## [Your instructions]
When a line in the data below includes "above", count it; then give only the total.

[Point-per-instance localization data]
=======
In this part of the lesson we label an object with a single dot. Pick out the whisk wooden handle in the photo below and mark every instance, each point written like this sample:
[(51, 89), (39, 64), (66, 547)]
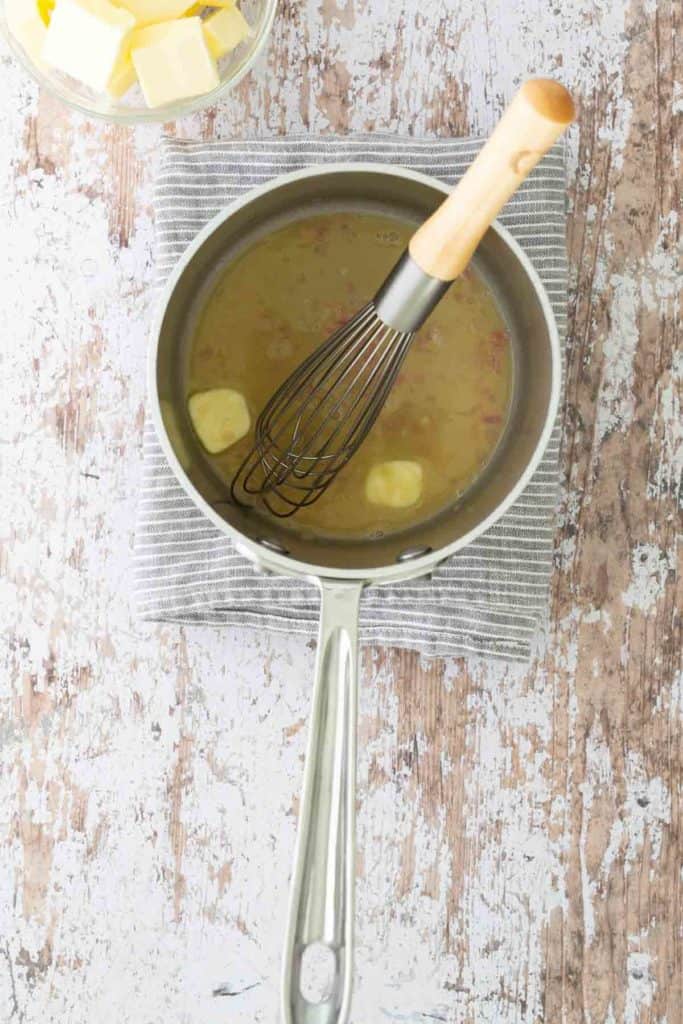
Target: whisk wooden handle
[(534, 121)]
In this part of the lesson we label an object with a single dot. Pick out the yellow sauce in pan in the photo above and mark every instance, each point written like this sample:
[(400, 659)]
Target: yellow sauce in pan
[(281, 298)]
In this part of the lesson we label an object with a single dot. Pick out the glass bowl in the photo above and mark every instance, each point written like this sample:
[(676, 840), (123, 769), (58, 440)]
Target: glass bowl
[(131, 109)]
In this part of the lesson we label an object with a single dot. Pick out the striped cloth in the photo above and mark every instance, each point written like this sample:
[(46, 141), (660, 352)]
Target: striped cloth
[(491, 597)]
=======
## [Answer]
3